*Problem description*
In the entries below, find the line with "pixel 440 432" and the line with "pixel 340 129"; give again those lines and every line between them, exactly.

[[ Provided data open ]]

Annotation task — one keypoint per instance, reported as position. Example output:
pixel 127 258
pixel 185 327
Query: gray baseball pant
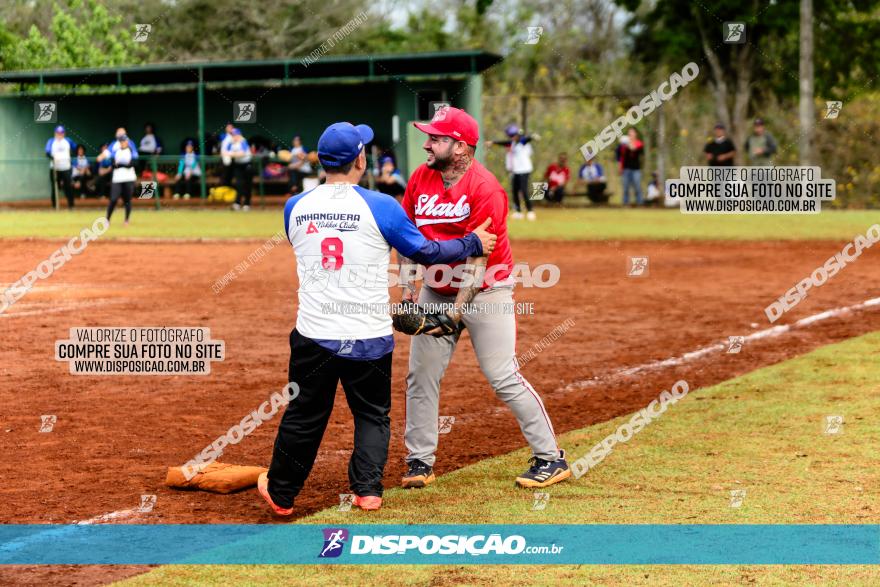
pixel 493 335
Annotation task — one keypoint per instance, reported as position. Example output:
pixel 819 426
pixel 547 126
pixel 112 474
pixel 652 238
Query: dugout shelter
pixel 196 100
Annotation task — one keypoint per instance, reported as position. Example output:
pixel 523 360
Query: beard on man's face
pixel 440 161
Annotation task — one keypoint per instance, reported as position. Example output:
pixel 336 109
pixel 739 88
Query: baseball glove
pixel 413 320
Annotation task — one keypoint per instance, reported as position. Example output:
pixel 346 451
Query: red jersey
pixel 556 175
pixel 447 214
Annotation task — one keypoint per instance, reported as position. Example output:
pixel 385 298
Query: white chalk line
pixel 701 352
pixel 57 532
pixel 65 308
pixel 671 362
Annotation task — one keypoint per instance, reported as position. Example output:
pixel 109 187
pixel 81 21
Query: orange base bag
pixel 216 478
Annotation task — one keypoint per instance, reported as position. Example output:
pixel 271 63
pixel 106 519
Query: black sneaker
pixel 544 473
pixel 418 475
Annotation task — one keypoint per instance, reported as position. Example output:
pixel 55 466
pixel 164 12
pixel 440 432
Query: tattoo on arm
pixel 408 268
pixel 476 267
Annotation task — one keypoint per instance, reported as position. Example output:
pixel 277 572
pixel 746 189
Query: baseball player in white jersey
pixel 447 196
pixel 342 235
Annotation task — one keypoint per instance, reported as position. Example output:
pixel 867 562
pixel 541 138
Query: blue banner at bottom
pixel 45 544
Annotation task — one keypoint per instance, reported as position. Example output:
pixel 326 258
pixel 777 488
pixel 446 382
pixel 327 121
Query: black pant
pixel 125 189
pixel 102 184
pixel 556 194
pixel 63 179
pixel 244 180
pixel 521 187
pixel 596 192
pixel 186 186
pixel 367 386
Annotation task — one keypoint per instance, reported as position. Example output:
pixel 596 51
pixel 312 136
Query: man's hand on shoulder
pixel 487 238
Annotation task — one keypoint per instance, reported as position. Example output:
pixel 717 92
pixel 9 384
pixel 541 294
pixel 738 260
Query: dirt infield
pixel 115 435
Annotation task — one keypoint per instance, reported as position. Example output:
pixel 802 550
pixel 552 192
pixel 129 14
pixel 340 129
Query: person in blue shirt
pixel 81 171
pixel 60 150
pixel 103 172
pixel 342 235
pixel 592 174
pixel 188 172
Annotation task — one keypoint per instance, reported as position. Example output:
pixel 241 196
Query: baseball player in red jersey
pixel 447 197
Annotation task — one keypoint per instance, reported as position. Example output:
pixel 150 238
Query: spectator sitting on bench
pixel 388 179
pixel 592 174
pixel 188 172
pixel 653 197
pixel 81 171
pixel 557 176
pixel 104 173
pixel 299 166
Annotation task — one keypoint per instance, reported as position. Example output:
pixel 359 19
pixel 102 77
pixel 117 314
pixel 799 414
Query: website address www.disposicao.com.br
pixel 453 544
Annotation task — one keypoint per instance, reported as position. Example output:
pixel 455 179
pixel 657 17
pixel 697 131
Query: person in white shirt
pixel 124 176
pixel 225 141
pixel 299 166
pixel 518 162
pixel 592 174
pixel 239 152
pixel 342 235
pixel 150 145
pixel 188 172
pixel 60 150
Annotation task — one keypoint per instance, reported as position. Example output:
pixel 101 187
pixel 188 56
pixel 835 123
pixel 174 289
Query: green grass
pixel 762 432
pixel 570 224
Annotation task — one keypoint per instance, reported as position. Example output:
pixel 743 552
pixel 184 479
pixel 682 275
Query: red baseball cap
pixel 452 122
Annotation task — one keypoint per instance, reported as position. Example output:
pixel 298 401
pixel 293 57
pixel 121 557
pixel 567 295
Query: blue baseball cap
pixel 342 142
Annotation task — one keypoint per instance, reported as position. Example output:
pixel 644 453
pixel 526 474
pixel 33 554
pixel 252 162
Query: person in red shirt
pixel 445 197
pixel 557 176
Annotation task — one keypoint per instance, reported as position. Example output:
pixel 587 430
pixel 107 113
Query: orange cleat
pixel 368 502
pixel 263 488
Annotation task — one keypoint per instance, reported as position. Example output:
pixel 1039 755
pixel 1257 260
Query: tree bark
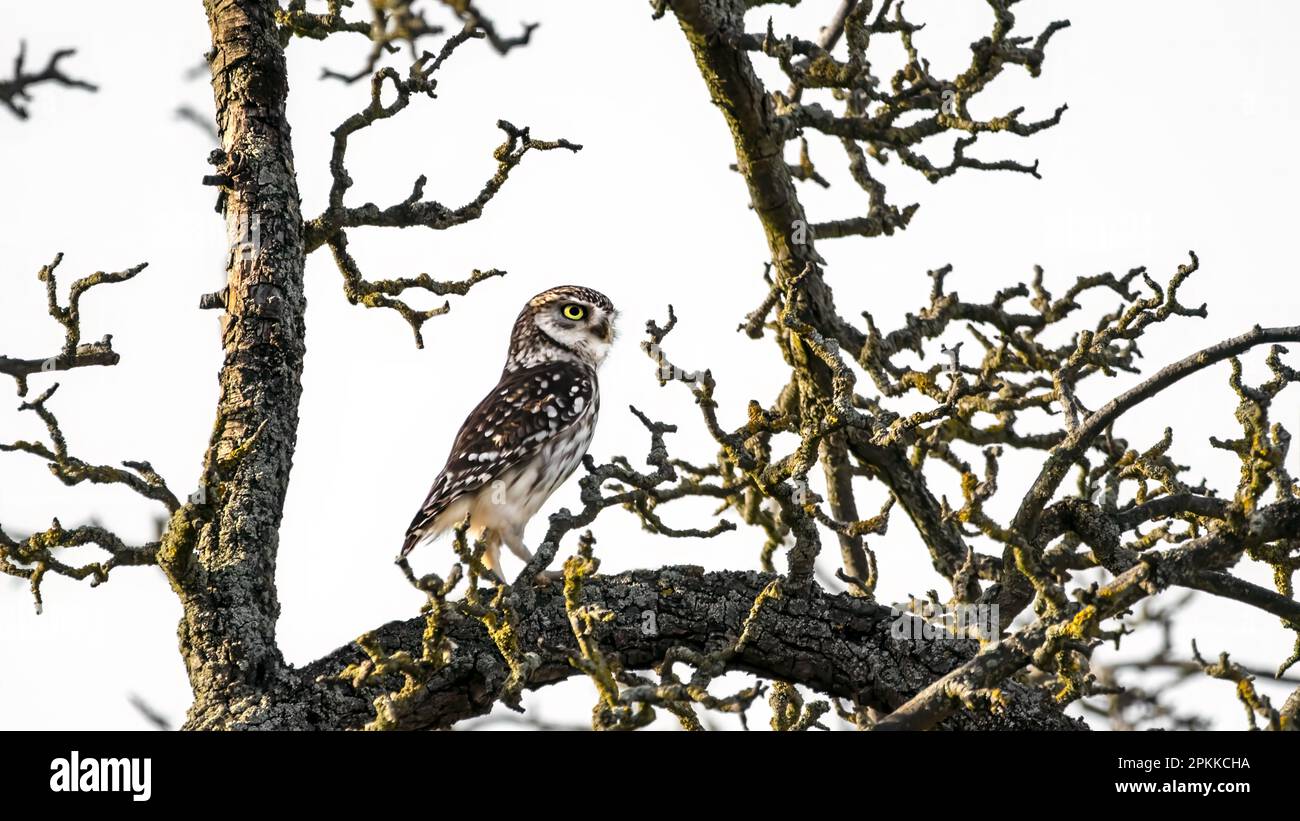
pixel 837 644
pixel 220 547
pixel 226 585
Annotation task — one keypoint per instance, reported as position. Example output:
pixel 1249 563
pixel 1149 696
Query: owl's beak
pixel 605 330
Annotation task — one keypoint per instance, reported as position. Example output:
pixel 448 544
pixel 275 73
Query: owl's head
pixel 564 322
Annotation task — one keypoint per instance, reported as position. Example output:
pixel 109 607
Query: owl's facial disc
pixel 584 326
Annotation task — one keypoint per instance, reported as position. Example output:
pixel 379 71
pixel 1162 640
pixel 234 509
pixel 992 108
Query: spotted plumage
pixel 531 431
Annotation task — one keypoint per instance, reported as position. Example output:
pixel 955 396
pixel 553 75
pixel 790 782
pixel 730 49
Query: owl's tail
pixel 414 537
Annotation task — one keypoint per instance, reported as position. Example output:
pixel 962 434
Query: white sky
pixel 1179 135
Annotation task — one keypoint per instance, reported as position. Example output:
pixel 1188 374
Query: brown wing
pixel 525 409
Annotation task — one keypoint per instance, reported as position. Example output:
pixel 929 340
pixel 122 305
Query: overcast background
pixel 1179 135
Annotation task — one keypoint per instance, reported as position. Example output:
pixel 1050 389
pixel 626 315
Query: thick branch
pixel 836 644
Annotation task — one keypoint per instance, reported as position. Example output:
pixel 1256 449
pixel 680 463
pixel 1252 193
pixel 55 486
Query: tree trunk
pixel 228 633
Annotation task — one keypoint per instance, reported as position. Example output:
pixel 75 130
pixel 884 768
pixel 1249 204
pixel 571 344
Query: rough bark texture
pixel 759 140
pixel 833 643
pixel 226 586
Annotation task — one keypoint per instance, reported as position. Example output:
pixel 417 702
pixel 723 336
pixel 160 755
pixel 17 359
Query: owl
pixel 531 431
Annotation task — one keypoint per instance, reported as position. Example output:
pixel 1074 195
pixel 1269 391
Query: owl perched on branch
pixel 531 431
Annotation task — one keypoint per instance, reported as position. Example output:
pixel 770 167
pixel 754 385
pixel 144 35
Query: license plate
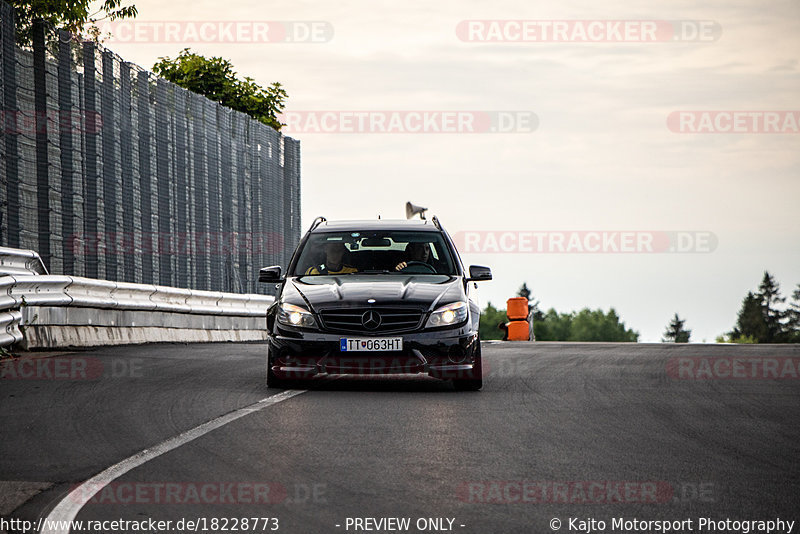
pixel 370 344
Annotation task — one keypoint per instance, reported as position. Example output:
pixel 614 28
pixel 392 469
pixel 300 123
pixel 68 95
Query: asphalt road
pixel 559 431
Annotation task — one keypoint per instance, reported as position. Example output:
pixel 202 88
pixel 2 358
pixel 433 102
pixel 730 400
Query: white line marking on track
pixel 57 522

[[ Provided data closed ]]

*Answer box*
pixel 440 432
Query: tattoo on arm
pixel 408 268
pixel 476 267
Annotation task — one keypoint per instance, reported as position. Example output:
pixel 277 572
pixel 746 189
Query: baseball player in white jersey
pixel 447 196
pixel 342 235
Annotation task — one keypoint per instance, reported as position. Example output:
pixel 867 562
pixel 541 138
Query: blue banner at bottom
pixel 45 544
Annotation task — one keypoint per instance, reported as position. Example output:
pixel 326 258
pixel 777 488
pixel 446 382
pixel 327 121
Query: black pant
pixel 125 189
pixel 102 184
pixel 556 194
pixel 63 179
pixel 244 180
pixel 521 187
pixel 596 192
pixel 186 186
pixel 367 386
Annotation task — one keypoint per instance, reported as position. Example output:
pixel 596 51
pixel 312 136
Query: man's hand on shoulder
pixel 487 238
Annotation task — one keypoint per instance, reported as position. Example output:
pixel 717 92
pixel 9 384
pixel 541 294
pixel 738 260
Query: dirt infield
pixel 115 435
Annotation task — one keypoint per instance, reported as position. Example output:
pixel 802 550
pixel 552 192
pixel 129 14
pixel 340 129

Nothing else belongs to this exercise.